◆ **MATERIAL FOR THIS EXERCISE**
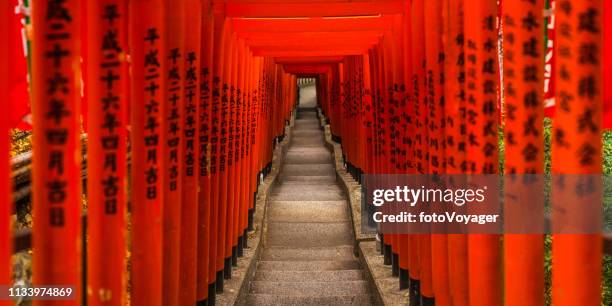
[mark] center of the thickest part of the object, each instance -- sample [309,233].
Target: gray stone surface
[308,256]
[308,169]
[310,288]
[299,211]
[309,265]
[315,276]
[285,300]
[294,234]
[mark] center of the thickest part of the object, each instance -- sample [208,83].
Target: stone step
[307,254]
[308,150]
[305,195]
[308,169]
[296,133]
[312,119]
[308,234]
[286,300]
[315,157]
[310,288]
[314,125]
[310,276]
[310,265]
[294,186]
[293,211]
[309,178]
[309,140]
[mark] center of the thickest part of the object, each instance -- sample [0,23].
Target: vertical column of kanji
[254,139]
[380,136]
[230,167]
[421,286]
[190,179]
[367,113]
[348,101]
[358,115]
[244,148]
[225,249]
[389,130]
[173,147]
[147,35]
[577,150]
[481,37]
[204,285]
[107,76]
[56,173]
[372,56]
[238,100]
[244,152]
[455,127]
[399,129]
[217,165]
[358,88]
[6,203]
[407,135]
[435,106]
[216,274]
[523,82]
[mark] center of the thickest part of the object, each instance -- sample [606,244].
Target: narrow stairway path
[308,256]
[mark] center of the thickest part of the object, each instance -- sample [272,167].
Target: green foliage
[607,169]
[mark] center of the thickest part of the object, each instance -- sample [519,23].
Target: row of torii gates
[192,95]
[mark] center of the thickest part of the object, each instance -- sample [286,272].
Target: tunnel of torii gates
[182,103]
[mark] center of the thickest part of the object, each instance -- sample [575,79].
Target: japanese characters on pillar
[6,245]
[204,154]
[481,37]
[435,59]
[218,32]
[576,143]
[455,137]
[418,272]
[148,116]
[107,79]
[173,153]
[56,173]
[523,76]
[190,178]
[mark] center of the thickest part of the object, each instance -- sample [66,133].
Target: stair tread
[308,265]
[311,288]
[310,276]
[285,300]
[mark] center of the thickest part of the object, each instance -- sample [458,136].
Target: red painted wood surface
[107,79]
[148,113]
[56,172]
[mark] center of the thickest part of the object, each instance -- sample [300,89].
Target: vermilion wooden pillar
[217,224]
[227,150]
[576,143]
[56,173]
[435,111]
[422,244]
[190,180]
[6,203]
[224,117]
[406,133]
[524,148]
[481,36]
[107,90]
[174,132]
[455,126]
[147,52]
[205,232]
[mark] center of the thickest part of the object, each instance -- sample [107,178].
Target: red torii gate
[368,58]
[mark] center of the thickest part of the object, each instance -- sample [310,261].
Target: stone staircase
[308,254]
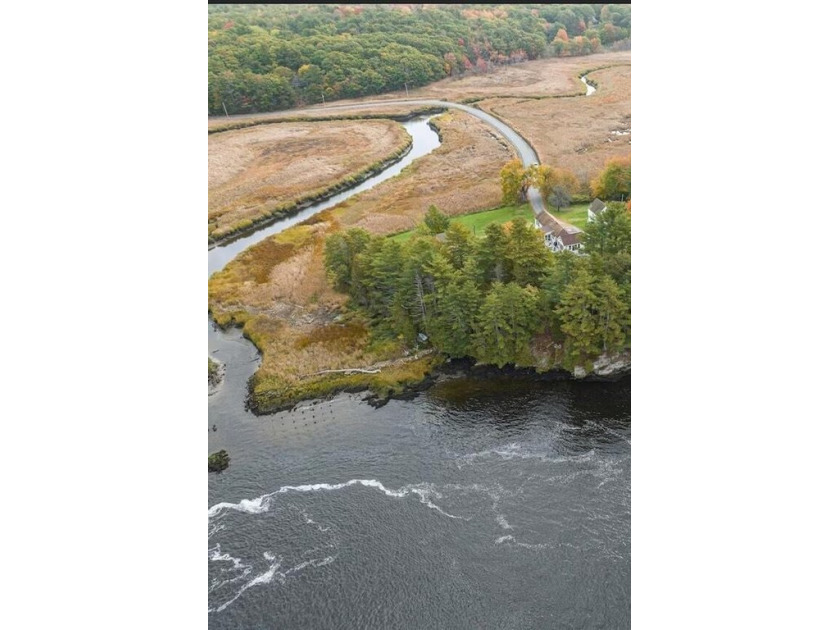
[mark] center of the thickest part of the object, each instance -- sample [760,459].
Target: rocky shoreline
[605,369]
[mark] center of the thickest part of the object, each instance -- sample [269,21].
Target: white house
[558,236]
[595,208]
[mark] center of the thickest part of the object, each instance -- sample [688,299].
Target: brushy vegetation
[503,299]
[270,57]
[575,133]
[213,371]
[221,233]
[277,290]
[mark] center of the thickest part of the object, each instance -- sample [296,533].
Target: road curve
[526,153]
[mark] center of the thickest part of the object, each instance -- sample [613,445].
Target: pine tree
[527,256]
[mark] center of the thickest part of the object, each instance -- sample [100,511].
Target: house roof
[567,237]
[596,206]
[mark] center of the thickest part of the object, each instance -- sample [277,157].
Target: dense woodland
[501,299]
[271,57]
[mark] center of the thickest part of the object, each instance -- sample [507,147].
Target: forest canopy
[271,57]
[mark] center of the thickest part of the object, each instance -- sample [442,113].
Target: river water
[480,503]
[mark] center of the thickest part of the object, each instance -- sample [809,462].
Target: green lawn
[478,221]
[575,214]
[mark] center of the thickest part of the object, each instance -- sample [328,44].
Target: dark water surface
[478,504]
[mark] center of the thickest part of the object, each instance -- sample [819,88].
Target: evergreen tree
[491,257]
[460,244]
[528,259]
[506,322]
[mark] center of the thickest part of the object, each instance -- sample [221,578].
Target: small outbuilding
[595,208]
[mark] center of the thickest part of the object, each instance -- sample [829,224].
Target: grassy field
[576,214]
[574,133]
[477,222]
[540,78]
[254,171]
[279,291]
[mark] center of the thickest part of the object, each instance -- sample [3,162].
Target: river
[480,503]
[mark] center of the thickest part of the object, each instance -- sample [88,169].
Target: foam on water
[250,506]
[515,451]
[512,540]
[502,521]
[262,503]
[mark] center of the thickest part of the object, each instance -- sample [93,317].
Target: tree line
[268,57]
[560,187]
[501,299]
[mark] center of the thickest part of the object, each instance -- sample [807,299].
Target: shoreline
[440,371]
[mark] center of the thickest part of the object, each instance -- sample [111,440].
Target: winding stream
[424,141]
[501,503]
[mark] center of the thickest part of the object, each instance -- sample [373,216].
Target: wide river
[501,503]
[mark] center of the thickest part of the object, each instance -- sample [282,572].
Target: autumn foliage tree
[515,180]
[614,181]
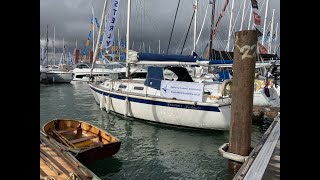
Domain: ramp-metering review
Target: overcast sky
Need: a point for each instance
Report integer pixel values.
(151, 21)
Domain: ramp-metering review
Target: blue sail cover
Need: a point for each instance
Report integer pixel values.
(154, 77)
(165, 57)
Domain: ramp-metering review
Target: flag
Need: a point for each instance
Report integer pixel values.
(257, 18)
(258, 32)
(254, 4)
(109, 31)
(262, 49)
(267, 37)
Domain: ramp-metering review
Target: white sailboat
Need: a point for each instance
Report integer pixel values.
(147, 98)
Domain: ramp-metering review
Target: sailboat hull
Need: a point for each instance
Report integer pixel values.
(167, 111)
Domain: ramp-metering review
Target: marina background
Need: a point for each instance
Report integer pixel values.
(148, 150)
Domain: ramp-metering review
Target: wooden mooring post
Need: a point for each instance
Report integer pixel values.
(242, 95)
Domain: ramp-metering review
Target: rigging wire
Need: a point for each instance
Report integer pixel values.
(174, 21)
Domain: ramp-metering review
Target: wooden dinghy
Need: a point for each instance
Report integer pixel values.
(87, 142)
(56, 163)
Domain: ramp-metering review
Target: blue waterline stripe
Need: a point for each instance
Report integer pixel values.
(159, 103)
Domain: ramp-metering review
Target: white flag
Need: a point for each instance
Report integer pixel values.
(109, 31)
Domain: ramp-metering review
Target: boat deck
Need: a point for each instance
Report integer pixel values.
(57, 164)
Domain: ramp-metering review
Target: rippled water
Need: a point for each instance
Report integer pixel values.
(148, 150)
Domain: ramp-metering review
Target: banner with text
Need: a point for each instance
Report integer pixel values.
(109, 31)
(190, 91)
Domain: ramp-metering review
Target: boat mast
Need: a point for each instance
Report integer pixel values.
(275, 40)
(265, 22)
(211, 29)
(47, 44)
(271, 33)
(127, 42)
(119, 45)
(93, 28)
(242, 18)
(230, 26)
(98, 38)
(195, 24)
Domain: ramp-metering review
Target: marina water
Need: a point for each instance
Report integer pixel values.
(148, 150)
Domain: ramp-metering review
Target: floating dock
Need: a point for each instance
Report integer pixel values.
(264, 160)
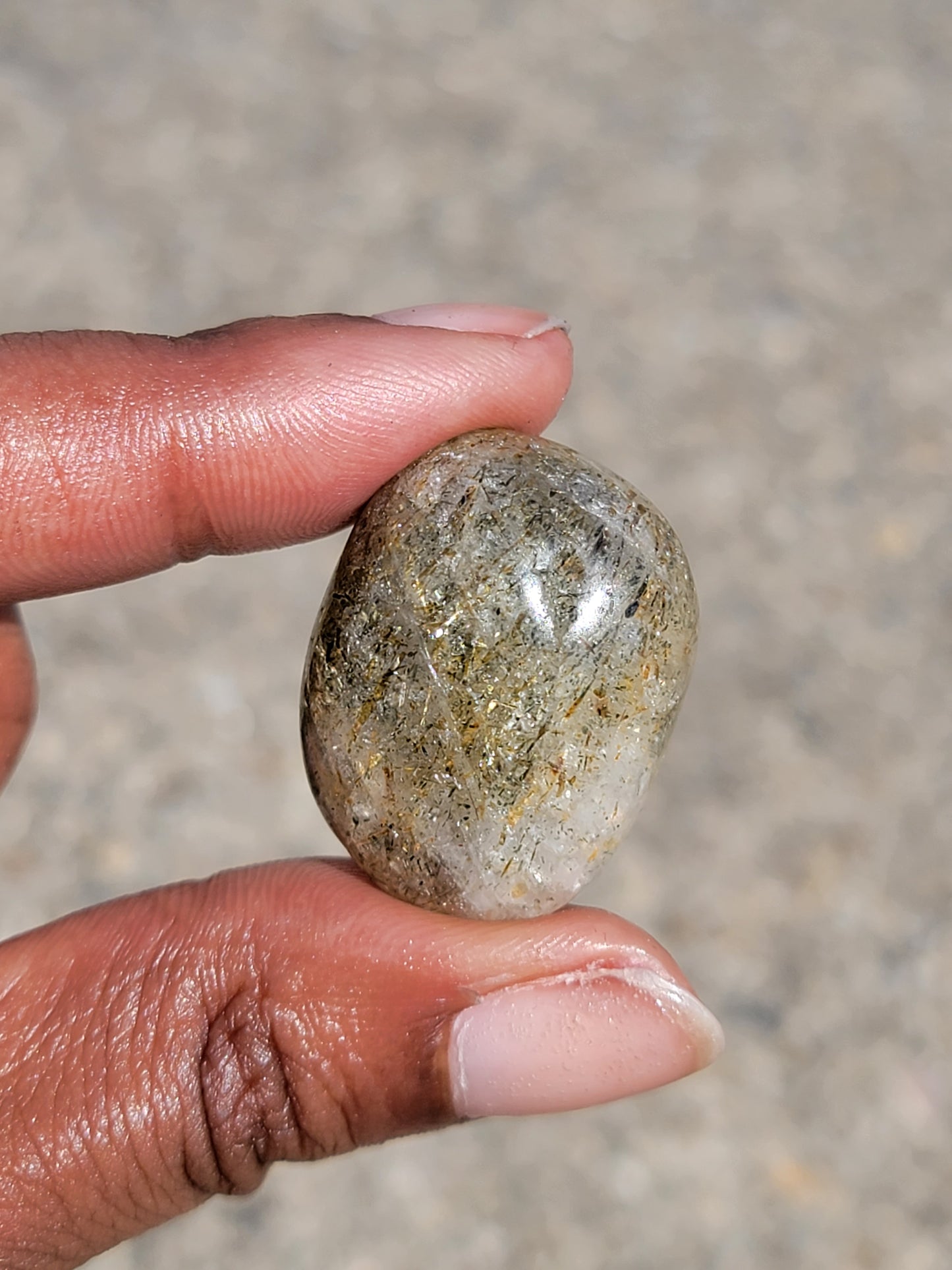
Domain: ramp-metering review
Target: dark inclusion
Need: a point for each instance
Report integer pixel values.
(494, 674)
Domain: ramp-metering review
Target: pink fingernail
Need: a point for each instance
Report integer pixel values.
(576, 1041)
(488, 319)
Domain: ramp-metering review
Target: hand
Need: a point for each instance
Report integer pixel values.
(167, 1047)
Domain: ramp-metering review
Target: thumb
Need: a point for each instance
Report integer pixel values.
(168, 1047)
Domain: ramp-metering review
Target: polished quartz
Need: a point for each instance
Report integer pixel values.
(494, 674)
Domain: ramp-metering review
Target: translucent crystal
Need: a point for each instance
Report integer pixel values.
(494, 674)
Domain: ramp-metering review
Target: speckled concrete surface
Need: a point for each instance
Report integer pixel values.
(744, 211)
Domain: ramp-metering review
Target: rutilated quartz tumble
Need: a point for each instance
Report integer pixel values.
(494, 674)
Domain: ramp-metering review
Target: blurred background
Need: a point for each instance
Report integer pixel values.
(744, 212)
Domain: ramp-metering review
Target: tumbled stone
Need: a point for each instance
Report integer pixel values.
(494, 674)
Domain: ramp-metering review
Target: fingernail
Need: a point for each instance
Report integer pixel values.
(488, 319)
(576, 1041)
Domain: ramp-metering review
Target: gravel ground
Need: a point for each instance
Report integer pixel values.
(744, 212)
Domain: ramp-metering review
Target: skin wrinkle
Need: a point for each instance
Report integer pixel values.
(331, 1002)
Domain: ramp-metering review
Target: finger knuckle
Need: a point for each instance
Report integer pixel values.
(258, 1103)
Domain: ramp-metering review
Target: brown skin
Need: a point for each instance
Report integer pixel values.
(167, 1047)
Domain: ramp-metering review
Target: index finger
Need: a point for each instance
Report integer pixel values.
(122, 455)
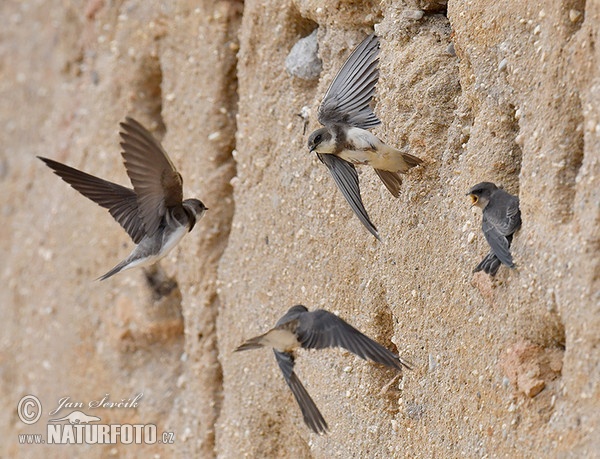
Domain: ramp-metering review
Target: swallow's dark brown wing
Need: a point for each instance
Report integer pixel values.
(501, 218)
(320, 329)
(346, 178)
(120, 201)
(312, 416)
(348, 97)
(155, 180)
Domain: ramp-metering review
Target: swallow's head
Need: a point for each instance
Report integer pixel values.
(480, 194)
(321, 141)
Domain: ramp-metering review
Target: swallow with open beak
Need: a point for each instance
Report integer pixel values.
(153, 213)
(319, 329)
(501, 218)
(345, 141)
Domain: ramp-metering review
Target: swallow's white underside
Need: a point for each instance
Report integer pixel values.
(282, 340)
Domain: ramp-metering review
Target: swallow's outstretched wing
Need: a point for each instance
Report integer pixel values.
(346, 178)
(310, 412)
(155, 179)
(120, 201)
(349, 95)
(320, 329)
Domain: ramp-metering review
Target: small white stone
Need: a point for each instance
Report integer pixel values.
(574, 15)
(414, 15)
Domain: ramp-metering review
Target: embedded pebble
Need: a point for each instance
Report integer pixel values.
(303, 60)
(415, 15)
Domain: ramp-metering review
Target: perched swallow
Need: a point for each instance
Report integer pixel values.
(153, 213)
(345, 141)
(501, 218)
(316, 330)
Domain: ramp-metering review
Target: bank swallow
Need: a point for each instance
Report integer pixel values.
(501, 218)
(344, 141)
(316, 330)
(153, 213)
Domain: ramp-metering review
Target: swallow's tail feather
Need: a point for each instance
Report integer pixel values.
(411, 160)
(115, 270)
(489, 265)
(252, 343)
(311, 414)
(391, 180)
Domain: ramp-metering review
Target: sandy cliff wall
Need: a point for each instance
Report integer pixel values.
(507, 367)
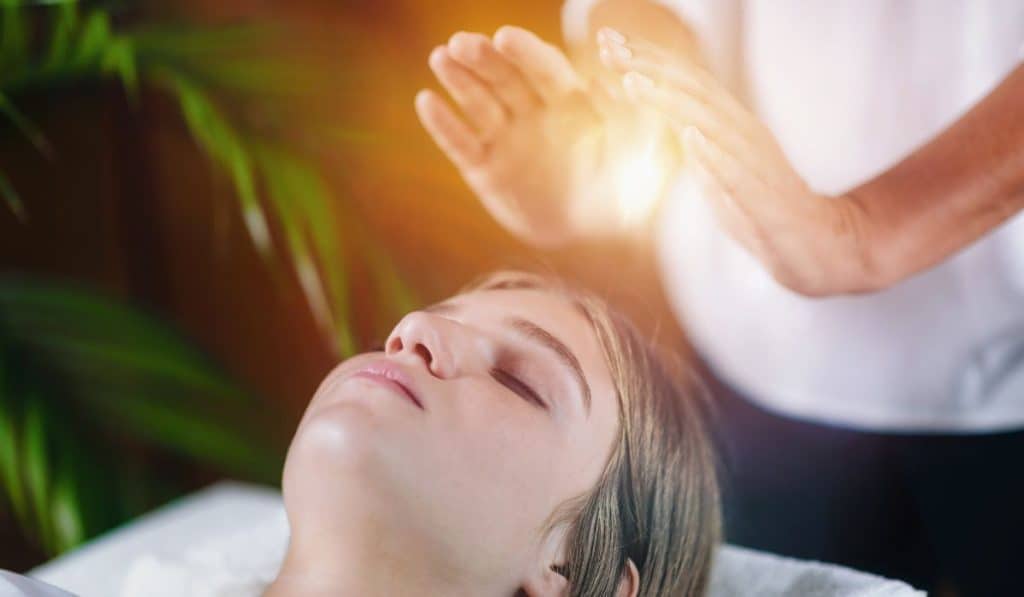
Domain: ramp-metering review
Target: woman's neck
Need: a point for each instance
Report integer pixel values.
(312, 571)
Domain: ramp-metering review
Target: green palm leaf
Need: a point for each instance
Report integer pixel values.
(79, 370)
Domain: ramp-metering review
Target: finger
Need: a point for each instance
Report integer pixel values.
(476, 52)
(454, 136)
(724, 198)
(684, 111)
(740, 184)
(543, 65)
(473, 96)
(673, 71)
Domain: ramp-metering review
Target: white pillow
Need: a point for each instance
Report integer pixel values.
(228, 541)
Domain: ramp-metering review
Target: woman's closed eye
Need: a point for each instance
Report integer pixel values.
(518, 386)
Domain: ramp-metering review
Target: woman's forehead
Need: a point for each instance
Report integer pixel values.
(551, 309)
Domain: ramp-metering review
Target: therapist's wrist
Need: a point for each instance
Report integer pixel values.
(870, 265)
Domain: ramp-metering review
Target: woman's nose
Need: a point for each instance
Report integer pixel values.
(428, 338)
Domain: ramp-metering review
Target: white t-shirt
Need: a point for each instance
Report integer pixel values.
(850, 87)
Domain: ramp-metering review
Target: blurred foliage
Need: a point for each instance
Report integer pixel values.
(65, 42)
(88, 385)
(85, 382)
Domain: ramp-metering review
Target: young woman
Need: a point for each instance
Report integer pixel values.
(519, 438)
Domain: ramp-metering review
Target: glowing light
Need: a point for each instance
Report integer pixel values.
(639, 178)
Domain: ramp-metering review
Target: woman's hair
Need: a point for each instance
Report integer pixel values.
(656, 502)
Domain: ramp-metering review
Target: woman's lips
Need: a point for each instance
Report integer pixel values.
(390, 375)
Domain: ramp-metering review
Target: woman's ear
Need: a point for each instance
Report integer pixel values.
(544, 581)
(629, 586)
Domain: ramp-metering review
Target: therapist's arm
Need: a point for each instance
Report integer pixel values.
(951, 192)
(940, 199)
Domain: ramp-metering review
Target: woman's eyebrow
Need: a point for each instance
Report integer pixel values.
(443, 307)
(540, 335)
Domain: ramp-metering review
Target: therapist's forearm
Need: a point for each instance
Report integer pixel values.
(949, 193)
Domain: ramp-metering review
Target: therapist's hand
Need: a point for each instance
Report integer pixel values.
(813, 244)
(530, 141)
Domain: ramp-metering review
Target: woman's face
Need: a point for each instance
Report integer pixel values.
(482, 415)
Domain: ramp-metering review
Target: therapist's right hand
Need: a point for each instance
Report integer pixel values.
(529, 142)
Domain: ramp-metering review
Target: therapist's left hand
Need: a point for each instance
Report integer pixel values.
(814, 244)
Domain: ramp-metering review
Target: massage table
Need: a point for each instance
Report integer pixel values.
(235, 527)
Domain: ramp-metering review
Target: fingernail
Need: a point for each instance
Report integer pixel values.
(693, 136)
(608, 35)
(636, 83)
(612, 54)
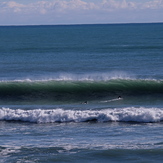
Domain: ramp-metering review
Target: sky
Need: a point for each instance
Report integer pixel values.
(52, 12)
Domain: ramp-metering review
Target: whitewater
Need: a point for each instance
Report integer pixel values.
(81, 93)
(142, 115)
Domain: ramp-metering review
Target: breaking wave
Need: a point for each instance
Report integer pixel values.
(130, 114)
(78, 89)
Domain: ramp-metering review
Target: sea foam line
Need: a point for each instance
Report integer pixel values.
(129, 114)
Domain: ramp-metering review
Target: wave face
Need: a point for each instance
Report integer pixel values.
(78, 90)
(130, 114)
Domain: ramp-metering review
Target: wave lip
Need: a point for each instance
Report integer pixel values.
(130, 114)
(78, 90)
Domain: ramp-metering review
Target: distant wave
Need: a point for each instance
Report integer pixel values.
(78, 90)
(130, 114)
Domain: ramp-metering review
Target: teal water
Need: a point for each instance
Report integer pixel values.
(74, 93)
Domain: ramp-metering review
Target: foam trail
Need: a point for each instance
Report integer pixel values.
(129, 114)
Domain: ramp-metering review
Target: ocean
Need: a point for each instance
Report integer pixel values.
(81, 93)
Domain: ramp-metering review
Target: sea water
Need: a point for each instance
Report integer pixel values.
(74, 93)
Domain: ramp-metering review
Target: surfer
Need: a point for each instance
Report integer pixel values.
(119, 97)
(85, 102)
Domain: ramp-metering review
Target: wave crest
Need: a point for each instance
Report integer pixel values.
(130, 114)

◆ **WHAT THE TASK ASKS**
Return every line in the items above that contains the word "wooden", copying each line in full.

◆ **ANSWER FOR THE TASK**
Target: vermilion wooden pillar
Target: wooden mooring post
Target: wooden dinghy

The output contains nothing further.